#### Work to be completed:
Reproduce each entry below in full, exactly as it was given.

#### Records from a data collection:

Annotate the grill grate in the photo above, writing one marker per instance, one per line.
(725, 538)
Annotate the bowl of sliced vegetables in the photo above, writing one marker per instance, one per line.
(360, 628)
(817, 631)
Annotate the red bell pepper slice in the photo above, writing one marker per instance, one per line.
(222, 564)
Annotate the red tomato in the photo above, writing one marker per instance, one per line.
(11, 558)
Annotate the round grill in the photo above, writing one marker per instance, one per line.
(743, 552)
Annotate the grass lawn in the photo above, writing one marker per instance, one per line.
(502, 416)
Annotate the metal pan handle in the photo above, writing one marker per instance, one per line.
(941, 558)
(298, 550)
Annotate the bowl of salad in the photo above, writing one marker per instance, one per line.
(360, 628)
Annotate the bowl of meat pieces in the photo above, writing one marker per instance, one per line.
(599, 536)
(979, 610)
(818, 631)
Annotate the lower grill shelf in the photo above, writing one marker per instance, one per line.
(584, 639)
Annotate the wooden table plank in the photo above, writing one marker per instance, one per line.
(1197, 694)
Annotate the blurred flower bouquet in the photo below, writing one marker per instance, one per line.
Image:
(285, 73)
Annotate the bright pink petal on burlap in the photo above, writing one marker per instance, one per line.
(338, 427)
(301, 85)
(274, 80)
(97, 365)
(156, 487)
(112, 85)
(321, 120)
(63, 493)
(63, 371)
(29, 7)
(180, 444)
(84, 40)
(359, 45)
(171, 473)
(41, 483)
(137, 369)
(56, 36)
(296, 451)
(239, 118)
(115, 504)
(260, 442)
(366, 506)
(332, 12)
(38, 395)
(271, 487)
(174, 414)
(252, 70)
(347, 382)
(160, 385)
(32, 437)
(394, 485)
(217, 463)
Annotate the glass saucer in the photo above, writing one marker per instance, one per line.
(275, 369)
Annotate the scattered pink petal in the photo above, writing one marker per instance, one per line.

#### Task result:
Annotate the grill grate in the photo above, writing one marker per instance, one per line.
(725, 538)
Annotate the bowl of sliced vegetables in the photo above, writing one marker per instance, one per line.
(360, 628)
(817, 631)
Annotate the red bell pepper slice in the photo above, writing one marker per instance, one per line.
(222, 564)
Annotate the red tomato in the photo above, writing one marker per instance, one per line.
(11, 558)
Annotate the round grill in the photo above, writing one marker per instance, one per line.
(743, 552)
Annotate the grass lawn in the photo above, writing one marker per instance, one per line.
(502, 416)
Annotate the metal pan handle in the photo above, writing one marker per instance, one per line.
(941, 558)
(298, 550)
Annotate the bowl of salad in the photo above, writing one marker per instance, one per line.
(360, 628)
Annotate the bowl of meat pieces in the photo above, writing one marker per instance, one per line.
(599, 536)
(979, 610)
(818, 631)
Annotate the lower grill shelf in the photo above, writing one marker per instance, one per line.
(584, 639)
Annotate the wooden table plank in the photo above, writing one marker per instance, one per line.
(1197, 694)
Annotate the blurred flower bouquet in the photo below, writing one marker per instance, one per line.
Image:
(285, 73)
Annotate the bright pink petal on burlap in the photo above, writing one marker per instance, one per line.
(338, 427)
(301, 85)
(274, 80)
(97, 365)
(156, 487)
(112, 85)
(321, 120)
(63, 493)
(63, 371)
(29, 7)
(180, 444)
(84, 40)
(359, 45)
(171, 473)
(41, 483)
(137, 369)
(56, 36)
(296, 451)
(239, 118)
(115, 504)
(260, 442)
(366, 506)
(332, 12)
(38, 395)
(271, 487)
(174, 414)
(252, 70)
(347, 382)
(160, 385)
(32, 437)
(394, 485)
(217, 463)
Annotate the glass saucer in the photo above, writing one marker per instance, one per line.
(275, 369)
Annotate the scattered pink petal in the photo above, writing one marker per instance, one per line.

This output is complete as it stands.